PASSAGE TO READ:

AI & Bedrock Errors
Error Taxonomy
AI and Bedrock errors in StackFlow fall into three categories: model invocation errors (API-level failures from Bedrock), retrieval errors (RAG pipeline failures when fetching context), and generation quality issues (model returns but response is poor quality). Only the first two categories are system errors; quality issues require prompt template tuning.

PROVIDED DATA:
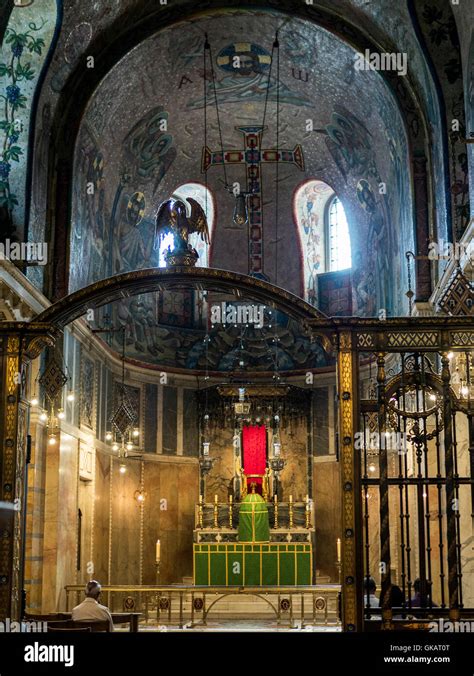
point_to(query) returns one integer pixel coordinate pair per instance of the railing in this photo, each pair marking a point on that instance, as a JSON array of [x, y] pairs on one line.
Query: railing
[[189, 605]]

WORK REQUEST 1: Please write out the part of the error taxonomy text that begins at "AI & Bedrock" and stops after "prompt template tuning.".
WORK REQUEST 2: Decide whether each statement agrees with the error taxonomy text, answering yes or no and quoting the deciding words: (a) Retrieval errors are failures in the RAG pipeline when fetching context. (b) Generation quality issues count as system errors. (c) Model invocation errors are API-level failures from Bedrock.
WORK REQUEST 3: Using the error taxonomy text, explain in one to three sentences how generation quality issues differ from the other two categories and what they require.

TASK RESPONSE 1:
AI & Bedrock Errors
Error Taxonomy
AI and Bedrock errors in StackFlow fall into three categories: model invocation errors (API-level failures from Bedrock), retrieval errors (RAG pipeline failures when fetching context), and generation quality issues (model returns but response is poor quality). Only the first two categories are system errors; quality issues require prompt template tuning.

TASK RESPONSE 2:
(a) Yes: "retrieval errors (RAG pipeline failures when fetching context)"
(b) No: "Only the first two categories are system errors"
(c) Yes: "model invocation errors (API-level failures from Bedrock)"

TASK RESPONSE 3: Model invocation errors and retrieval errors are failures, but with generation quality issues the model returns and the response is poor quality. Only the first two categories are system errors. Quality issues require prompt template tuning instead.